── Given entries
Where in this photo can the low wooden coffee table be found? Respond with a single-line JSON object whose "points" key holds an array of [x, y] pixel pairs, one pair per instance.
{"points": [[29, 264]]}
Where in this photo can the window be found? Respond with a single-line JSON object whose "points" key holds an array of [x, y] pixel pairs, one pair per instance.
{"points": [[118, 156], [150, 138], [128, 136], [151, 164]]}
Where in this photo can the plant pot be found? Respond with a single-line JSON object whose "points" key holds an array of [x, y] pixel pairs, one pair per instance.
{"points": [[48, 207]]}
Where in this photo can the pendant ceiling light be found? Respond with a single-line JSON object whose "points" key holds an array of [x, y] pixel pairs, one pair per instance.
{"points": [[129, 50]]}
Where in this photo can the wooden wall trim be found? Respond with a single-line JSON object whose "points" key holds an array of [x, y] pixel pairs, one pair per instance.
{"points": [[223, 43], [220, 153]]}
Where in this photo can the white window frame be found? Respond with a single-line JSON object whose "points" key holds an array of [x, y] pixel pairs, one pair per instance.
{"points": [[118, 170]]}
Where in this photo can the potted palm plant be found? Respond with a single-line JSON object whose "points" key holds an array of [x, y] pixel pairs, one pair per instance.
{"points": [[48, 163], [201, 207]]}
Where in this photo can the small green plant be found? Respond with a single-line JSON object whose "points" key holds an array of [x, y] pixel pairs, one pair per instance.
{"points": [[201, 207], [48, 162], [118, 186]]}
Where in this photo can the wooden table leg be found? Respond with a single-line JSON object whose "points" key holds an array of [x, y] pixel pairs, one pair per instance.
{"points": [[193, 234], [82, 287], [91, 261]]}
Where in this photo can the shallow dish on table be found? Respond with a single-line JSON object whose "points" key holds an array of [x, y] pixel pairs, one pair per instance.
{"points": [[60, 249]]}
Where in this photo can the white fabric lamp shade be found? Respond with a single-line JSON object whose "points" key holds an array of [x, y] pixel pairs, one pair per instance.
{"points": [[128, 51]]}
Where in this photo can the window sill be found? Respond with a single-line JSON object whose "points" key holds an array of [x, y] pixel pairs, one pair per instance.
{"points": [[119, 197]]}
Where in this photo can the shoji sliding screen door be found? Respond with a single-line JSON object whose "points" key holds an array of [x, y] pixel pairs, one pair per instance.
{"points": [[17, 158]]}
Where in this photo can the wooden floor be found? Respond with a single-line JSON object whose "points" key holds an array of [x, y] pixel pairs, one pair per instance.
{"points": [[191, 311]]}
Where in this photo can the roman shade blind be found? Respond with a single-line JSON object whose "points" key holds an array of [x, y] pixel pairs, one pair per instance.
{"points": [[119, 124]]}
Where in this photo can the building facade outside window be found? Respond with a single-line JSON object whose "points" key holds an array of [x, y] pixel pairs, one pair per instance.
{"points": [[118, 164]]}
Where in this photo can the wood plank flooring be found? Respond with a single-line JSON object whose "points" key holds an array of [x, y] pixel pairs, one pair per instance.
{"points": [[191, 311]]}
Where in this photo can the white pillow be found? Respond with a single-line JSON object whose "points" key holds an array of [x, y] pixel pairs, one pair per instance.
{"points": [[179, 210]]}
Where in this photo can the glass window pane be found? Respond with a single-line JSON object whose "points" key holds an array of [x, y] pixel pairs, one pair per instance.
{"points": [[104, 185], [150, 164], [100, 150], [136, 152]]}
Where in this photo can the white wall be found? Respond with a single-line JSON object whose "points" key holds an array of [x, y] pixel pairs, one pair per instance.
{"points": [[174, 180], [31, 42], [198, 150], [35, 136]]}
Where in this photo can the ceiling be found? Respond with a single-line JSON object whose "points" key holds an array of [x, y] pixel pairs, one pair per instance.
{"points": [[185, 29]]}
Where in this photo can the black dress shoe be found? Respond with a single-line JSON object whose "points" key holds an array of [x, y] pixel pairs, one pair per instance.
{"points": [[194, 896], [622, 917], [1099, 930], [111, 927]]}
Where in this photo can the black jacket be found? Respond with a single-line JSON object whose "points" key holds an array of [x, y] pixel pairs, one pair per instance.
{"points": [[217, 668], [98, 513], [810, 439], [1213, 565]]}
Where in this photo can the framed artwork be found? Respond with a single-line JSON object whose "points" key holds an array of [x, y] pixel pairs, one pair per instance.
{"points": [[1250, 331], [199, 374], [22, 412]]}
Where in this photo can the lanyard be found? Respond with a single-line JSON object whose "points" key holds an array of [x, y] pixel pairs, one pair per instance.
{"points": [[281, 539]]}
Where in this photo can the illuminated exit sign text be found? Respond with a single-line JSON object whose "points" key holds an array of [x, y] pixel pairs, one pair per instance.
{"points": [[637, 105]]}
────
# [What you should do]
Reproduce the entries above in full, exactly as they read.

# [Solved problem]
Where in this photo can the low wooden coffee table be found? Respond with a single-line JSON object whose "points" key holds an array of [x, y] pixel pairs, one pair per instance.
{"points": [[29, 264]]}
Where in this photo can the window be found? Respond with a single-line JSON object whose "points" key holds an array of [x, y] pixel pairs, one pair per instance.
{"points": [[118, 156], [150, 138], [128, 136], [151, 164]]}
Where in this photo can the plant pot be found? Respond with a single-line JSON object whose "points" key holds an array of [x, y] pixel pairs, one pair per instance.
{"points": [[48, 207]]}
Where in this photo can the pendant ceiling light be found? Respond with a single-line JSON object whose "points" key holds an array of [x, y] pixel pairs, one pair per instance.
{"points": [[129, 50]]}
Where in this photo can the wooden wall trim be found? Respond with a single-line JSON object whose "points" key holds an array of [x, y] pixel pairs, one pair per instance.
{"points": [[223, 43], [220, 153]]}
Where in this photo can the white window frame be found? Respond with a single-line JSON object whose "points" key holds an array of [x, y] pixel pairs, one pair per instance.
{"points": [[118, 170]]}
Where in this photo can the potted palm plant be found? Respond with a single-line JSON object whose "points" key holds an array of [x, y] pixel pairs, one pair per instance.
{"points": [[48, 163], [201, 207]]}
Where in this photo can the small green plant be found? Respond with a single-line JSON object whose "points" key holds an array of [x, y] pixel pairs, one pair per instance.
{"points": [[201, 207], [48, 162], [118, 186]]}
Where in this photo can the wooden table leg be found? Respond with a single-line JSON object whose "points" key holds an array of [x, y] pixel pairs, one pair per instance.
{"points": [[193, 234], [82, 287], [91, 261]]}
Where in this photo can the shallow dish on table be found? Respond with a single-line JSON object whose "points" key holds an array of [x, y] pixel pairs, one pair per instance.
{"points": [[60, 249]]}
Where in this photo can the white fabric lamp shade be found? Respond with a single-line JSON object whose "points" key holds an array of [x, y] pixel pairs, one pair per instance.
{"points": [[128, 51]]}
Where in this photo can the window sill be found? Respond with a single-line JSON object whose "points" key holds an array of [x, y] pixel pairs, one pair per instance.
{"points": [[119, 197]]}
Where in this photo can the shoji sliding screen door be found? Respond with a single-line JSON object whose "points" key holds an array of [x, y] pixel pairs, one pair per instance.
{"points": [[17, 158]]}
Where in this photo can the wooden floor be found? Respond with a single-line JSON object whose "points" key holds an array of [x, y] pixel pairs, one pair per instance.
{"points": [[191, 311]]}
Where in this photo can the roman shade blind be found? Respond with a single-line JSON object whose "points" key holds an array of [x, y] pixel pairs, one pair per instance.
{"points": [[119, 124]]}
Where in this photo can the building facade outside window be found? Respond with a single-line JSON object whose "points" key holds an array of [x, y] pixel pairs, one pair per instance.
{"points": [[118, 164]]}
Where in this photo can the wood plank flooring be found? Respond with a single-line JSON object whose "points" key holds an array of [x, y] pixel pairs, one pair per instance.
{"points": [[191, 311]]}
Where in this photo can the white pillow be found? Respond with a single-line JSON object whose "points" key holds an array of [x, y] pixel pairs, one pair per instance.
{"points": [[179, 210]]}
Where in this photo can the glass window pane be found? Respond with a single-line JSON object whose "points" key holds an array of [x, y] pixel pairs, one pair per instance.
{"points": [[104, 185], [150, 164], [100, 150], [136, 152]]}
Where in this photo can the white wall be found? Respond with a single-line JSON object whose "points" key holds an array of [x, y] pixel pairs, one pair per instance.
{"points": [[174, 180], [31, 42], [198, 150], [35, 136]]}
Where in this photo can the ceiling be found? Respond with a single-line JSON object whose "points" key holds an array of [x, y] pixel pairs, one pair per instance.
{"points": [[185, 29]]}
Where in this photo can the black dress shoe be found? Respond with a single-line JSON object whose "points" key holds an array of [x, y] pixel pairs, one pair per instance.
{"points": [[194, 896], [622, 917], [1099, 930], [111, 927]]}
Where in this photo can the black jacket be found? Respond with a single-line JSON object whose "points" key holds an array of [x, y] pixel pairs, one pair per instance.
{"points": [[217, 668], [98, 513], [810, 439], [1213, 565]]}
Where in this photo can the framed artwork be found? Respond with a single-line JSON object whose "points" key holds an array of [x, y] pixel pairs, one pair per instance.
{"points": [[1250, 331], [199, 374], [22, 412]]}
Where in this photo can the lanyard be found? Respond with a single-line JSON object whose "points" key holds an array of [x, y] pixel pairs, one pair per instance.
{"points": [[281, 539]]}
Where in this photo can the illuminated exit sign text be found? Respond with a single-line JSON object whose "points" key holds an array of [x, y] pixel pairs, one pair per instance.
{"points": [[637, 105]]}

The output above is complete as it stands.